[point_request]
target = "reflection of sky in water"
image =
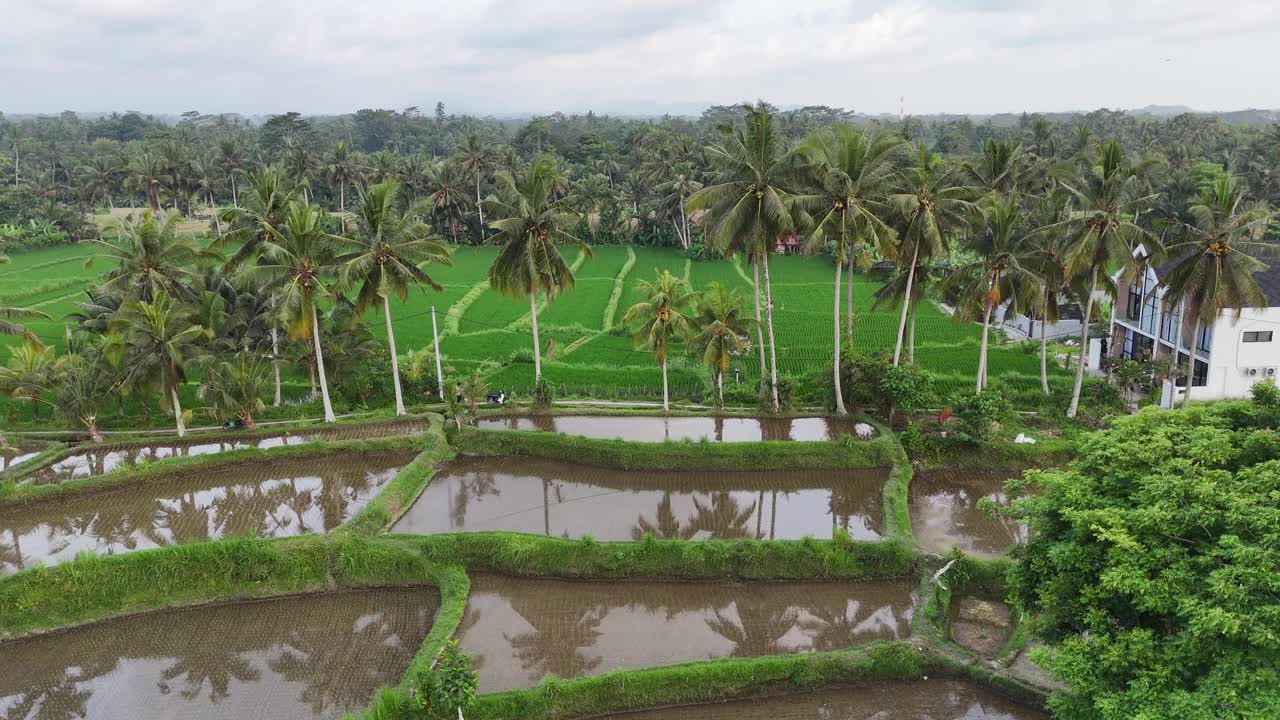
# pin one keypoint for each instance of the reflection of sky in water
(566, 500)
(521, 629)
(265, 501)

----------------------------------------

*What the task requires:* Return all of the material precisely as written. No picture belongs in it.

*Task solution:*
[point_request]
target = "reflection of sky in water"
image =
# pin one keypoint for each instance of the reflection of sky in water
(566, 500)
(521, 629)
(265, 501)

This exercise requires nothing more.